DOCUMENT PASSAGE:
- Opening Delimiter -

The watchdog manager runs at the lowest priority so all monitored tasks get CPU time first. If any task hangs, its checkin stops, and the next manager iteration withholds the refresh. The counter drains and the system resets.

Critical detail: on Cortex-M devices with BASEPRI support, use __set_BASEPRI() instead of __disable_irq() when you need to preserve high-priority interrupt latency. Note that BASEPRI is not available on Cortex-M0/M0+, and it does not allow a task-based watchdog manager to run inside a critical section; it only allows selected higher-priority interrupts to preempt.

Early Wakeup Interrupt: Last Chance to Log

The WWDG’s Early Wakeup Interrupt fires at counter 0x40 — one count before reset at 0x3F. Use it to capture diagnostics before the inevitable reboot.

void HAL_WWDG_EarlyWakeupCallback(WWDG_HandleTypeDef *hwwdg) {
    /* Log reset cause, active task, stack pointer to NV memory */
    log_watchdog_fault_to_nvram();
    /* Do NOT refresh here — use exclusively for diagnostics */
}

Do not refresh the watchdog in the EWI handler. The system is faulted. Record the program counter, active task ID, and fault status registers. After reset, the bootloader reads the RCC status register and diagnostic data for post-mortem analysis.

Configuration Checklist

WATCHDOG IMPLEMENTATION CHECKLIST
----------------------------------
[ ] Watchdog is NEVER refreshed unconditionally
[ ] Every critical task must check in to earn a refresh
[ ] IWDG used with independent LSI clock
[ ] Window mode used where supported and appropriate
[ ] Timeout tuned for worst-case legitimate operation
[ ] Watchdog enabled during development (freeze in debug)

- Closing Delimiter -

DATA SEGMENT:
- Opening Delimiter -

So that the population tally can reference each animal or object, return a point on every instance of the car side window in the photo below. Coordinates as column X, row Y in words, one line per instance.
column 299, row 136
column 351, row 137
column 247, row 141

- Closing Delimiter -

PROMPT A: According to the watchdog text, why does the watchdog manager run at the lowest priority?
PROMPT B: Carry on the watchdog text from the point after the last checklist item.
The material has nothing to do with the watchdog text.

YOUR RESPONSE A: The manager runs at the lowest priority so that all of the monitored tasks get CPU time before it does.

YOUR RESPONSE B:
[ ] Reset cause logged (RCC_CSR flags) for post-mortem
[ ] Verified by deliberately injecting hangs in each task

Summary

A watchdog timer is a system-level architectural decision that constrains bootloader design, task scheduling, and error handling. Key takeaways:

Use the IWDG for system-level crash recovery with clock independence
Use the WWDG (or IWDG window mode, where supported) to enforce timing constraints and catch runaway execution
Never refresh unconditionally — aggregate task health and only kick when the entire system is healthy
Log every watchdog reset to non-volatile memory; without logs, it is just a mystery reboot
Test by injecting faults — deliberately hang each task and verify the watchdog catches it

The watchdog is your firmware’s insurance policy. Like all insurance, you hope never to use it — but when you need it, you need it to work on the first try.

References

Frequently Asked Questions

What is the main purpose of a watchdog timer (WDT)?

A watchdog timer is a hardware counter that resets the microcontroller if the software fails to periodic 'kick' or clear it, recovering the system from lockups, infinite loops, or noise-induced crashes.

What is a windowed watchdog timer (WWDT)?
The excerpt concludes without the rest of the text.